**SUPPLIED PASSAGE:**
UNITS

(A) Nanotechnology is science and engineering at the scale of atoms and molecules. It is the manipulation and use of materials and devices so tiny that nothing can be built any smaller.

(B) Nanomaterials are typically between 0.1 and 100 nanometers (nm) in size - with 1nm being equivalent to one billionth of a meter. If one nanometer was roughly the width of a pinhead, then one meter on this scale would stretch the entire distance from Washington, DC to Atlanta - around 1000 kilometers. But a pinhead is actually one million nanometers wide. Most atoms are 0.1 to 0.2 nm wide, strands of DNA around 2nm wide, red blood cells are around 7000 nm in diameter, while human hairs are typically 80,000 nm across.

(C) People have made use of some unusual properties of materials at the nanoscale for centuries. Tiny particles of gold for example, can appear red or green, a property that has been used to colour stained glass windows for over 1000 years. However, the idea of nanotechnology was born only in 1959 when Nobel Prize winning physicist Richard Feynman gave a lecture exploring the idea of building things at the atomic and molecular scale. He imagined the entire Encyclopedia Britannica written on the head of a pin.

**DATA LISTING:**
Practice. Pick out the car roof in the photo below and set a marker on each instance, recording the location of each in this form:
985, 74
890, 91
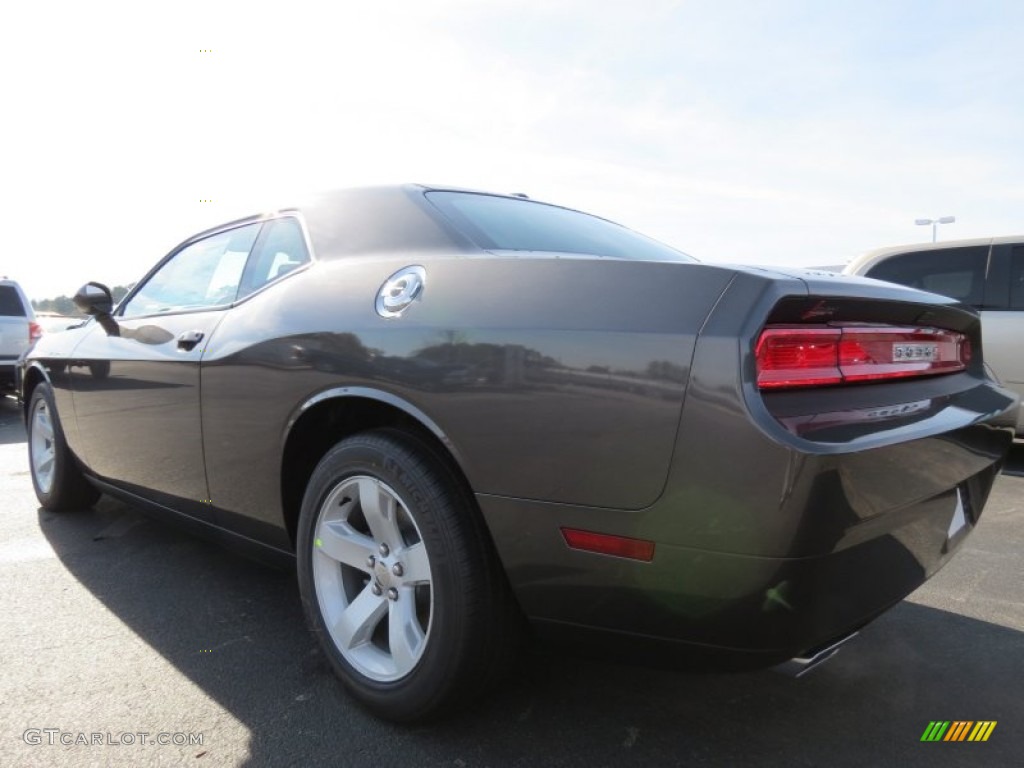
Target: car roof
863, 262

**WHAT NEEDS TO BE DONE:** Condense the paragraph of the nanotechnology text above that begins "Nanomaterials are typically" into a short bulleted list, keeping its main facts and figures.

**WRITTEN RESPONSE:**
- Nanomaterials are usually 0.1 to 100 nanometers (nm) in size; 1 nm is one billionth of a meter.
- If 1 nm were about the width of a pinhead, 1 meter would stretch roughly 1000 km, from Washington, DC to Atlanta.
- A pinhead is actually one million nm wide.
- Typical sizes: most atoms are 0.1 to 0.2 nm wide, DNA strands about 2 nm, red blood cells about 7000 nm in diameter, and human hairs about 80,000 nm across.